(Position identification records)
-- -- --
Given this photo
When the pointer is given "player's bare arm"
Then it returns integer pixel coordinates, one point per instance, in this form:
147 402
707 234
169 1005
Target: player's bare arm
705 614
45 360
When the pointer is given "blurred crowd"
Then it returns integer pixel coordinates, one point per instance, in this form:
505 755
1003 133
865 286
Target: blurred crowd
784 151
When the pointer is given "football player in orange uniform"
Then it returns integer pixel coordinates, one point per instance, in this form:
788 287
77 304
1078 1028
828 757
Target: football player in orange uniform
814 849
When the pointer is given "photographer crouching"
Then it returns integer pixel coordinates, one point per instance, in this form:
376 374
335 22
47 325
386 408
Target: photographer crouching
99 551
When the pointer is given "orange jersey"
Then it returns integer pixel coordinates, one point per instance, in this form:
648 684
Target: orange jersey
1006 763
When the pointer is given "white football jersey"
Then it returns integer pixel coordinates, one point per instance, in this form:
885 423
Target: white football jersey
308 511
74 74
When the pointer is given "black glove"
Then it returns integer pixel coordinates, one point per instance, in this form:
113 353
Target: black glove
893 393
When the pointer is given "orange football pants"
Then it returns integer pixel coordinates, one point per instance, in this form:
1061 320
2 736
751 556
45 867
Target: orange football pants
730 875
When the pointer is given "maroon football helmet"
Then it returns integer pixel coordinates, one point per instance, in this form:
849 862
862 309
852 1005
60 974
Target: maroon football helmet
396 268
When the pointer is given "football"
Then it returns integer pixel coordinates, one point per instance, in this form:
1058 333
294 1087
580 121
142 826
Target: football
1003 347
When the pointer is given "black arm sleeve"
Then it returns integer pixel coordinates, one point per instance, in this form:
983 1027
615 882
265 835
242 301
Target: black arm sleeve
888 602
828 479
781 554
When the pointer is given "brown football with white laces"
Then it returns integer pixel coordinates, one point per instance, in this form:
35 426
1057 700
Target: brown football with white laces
-- -- --
EXERCISE GOAL:
Collect every line in the entries above that contains the string "black". List each such line unchanged.

THE COMPLETED TASK:
When the pointer is given "black glove"
Target: black glove
When the pointer is given "black arm sleeve"
Target: black arm sleeve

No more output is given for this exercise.